## Task brief
Copy each of the rows below character for character, without changing anything.

## Material shown
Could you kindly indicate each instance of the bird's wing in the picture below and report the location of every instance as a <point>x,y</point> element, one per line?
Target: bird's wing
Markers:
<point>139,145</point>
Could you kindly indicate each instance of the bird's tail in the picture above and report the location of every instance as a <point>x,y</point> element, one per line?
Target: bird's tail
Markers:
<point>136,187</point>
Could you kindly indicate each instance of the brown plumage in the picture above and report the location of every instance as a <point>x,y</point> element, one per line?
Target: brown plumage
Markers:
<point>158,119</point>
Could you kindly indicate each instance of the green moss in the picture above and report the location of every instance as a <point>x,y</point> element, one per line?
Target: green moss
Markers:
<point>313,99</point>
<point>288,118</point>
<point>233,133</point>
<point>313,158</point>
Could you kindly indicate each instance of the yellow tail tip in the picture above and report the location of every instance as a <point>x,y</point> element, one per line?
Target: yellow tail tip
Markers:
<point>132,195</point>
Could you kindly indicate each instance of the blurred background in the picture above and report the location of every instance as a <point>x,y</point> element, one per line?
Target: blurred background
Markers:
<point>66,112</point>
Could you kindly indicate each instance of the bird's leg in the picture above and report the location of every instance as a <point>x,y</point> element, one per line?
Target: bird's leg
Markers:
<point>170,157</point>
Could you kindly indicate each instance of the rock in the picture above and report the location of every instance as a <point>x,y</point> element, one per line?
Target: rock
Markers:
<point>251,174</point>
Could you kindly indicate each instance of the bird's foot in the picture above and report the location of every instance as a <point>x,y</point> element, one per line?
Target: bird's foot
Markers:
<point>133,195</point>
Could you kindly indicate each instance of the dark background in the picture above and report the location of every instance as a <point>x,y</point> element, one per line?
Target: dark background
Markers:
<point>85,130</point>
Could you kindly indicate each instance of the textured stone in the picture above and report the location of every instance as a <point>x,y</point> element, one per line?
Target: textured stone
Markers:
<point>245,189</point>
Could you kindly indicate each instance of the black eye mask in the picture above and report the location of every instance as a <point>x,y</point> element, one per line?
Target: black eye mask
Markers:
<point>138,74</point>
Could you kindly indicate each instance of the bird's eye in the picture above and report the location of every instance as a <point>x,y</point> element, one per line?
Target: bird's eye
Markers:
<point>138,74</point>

## Solution for this task
Could you kindly indicate each instance of the bird's wing in the picture below and report the location of every instance as a <point>x,y</point> element, one per line?
Target: bird's wing
Markers:
<point>139,145</point>
Could you kindly indicate each instance of the bird's tail in the picture above and report the location of every instance as a <point>x,y</point> element, one per line?
Target: bird's tail
Markers:
<point>136,187</point>
Could you kindly indicate each instance of the brown plumage in the picture above and report the location of every instance as a <point>x,y</point> element, one per line?
Target: brown plumage
Markers:
<point>158,119</point>
Could you kindly indicate each instance of the green moss in the picture above and report the location of every instance as a <point>x,y</point> element, one per line?
Target: green moss
Markers:
<point>313,99</point>
<point>288,118</point>
<point>233,133</point>
<point>313,158</point>
Could you kindly indicate each instance of the yellow tail tip in the picture above and report the location of every instance as a <point>x,y</point> element, one per line?
Target: yellow tail tip
Markers:
<point>132,195</point>
Could you kindly indicate each instance of the blurred background in the picture above and report the location of every instance as a <point>x,y</point> element, one per line?
Target: blurred background
Markers:
<point>66,112</point>
Could you kindly indicate each instance of the bird's leg in the picture above and report the location of every instance as a <point>x,y</point> element, one per line?
Target: bird's leg
Markers:
<point>170,157</point>
Could you kindly indicate each instance of the rock in the picture above and report the location of every instance as a <point>x,y</point> element, one per line?
Target: rock
Markers:
<point>251,174</point>
Could you kindly indicate each instance of the bird's foot in the picture above and report the location of every instance as a <point>x,y</point> element, one per line?
Target: bird's foot
Markers:
<point>133,195</point>
Could you kindly indicate each instance of the dark background in the picture above and report the location of every instance as a <point>x,y</point> element, one per line?
Target: dark background
Markers:
<point>85,130</point>
Could you kindly indicate each instance of the textured stone in the picture above and report the location of every instance as a <point>x,y</point> element, one per line?
Target: textured stone
Markers:
<point>245,189</point>
Could you kindly indicate each instance of the black eye mask in the picture above and report the location of every instance as a <point>x,y</point> element, one per line?
Target: black eye mask
Markers:
<point>138,74</point>
Could you kindly indicate each instance of the bird's eye in the picture above and report the location of every instance as a <point>x,y</point> element, one per line?
Target: bird's eye
Markers:
<point>138,74</point>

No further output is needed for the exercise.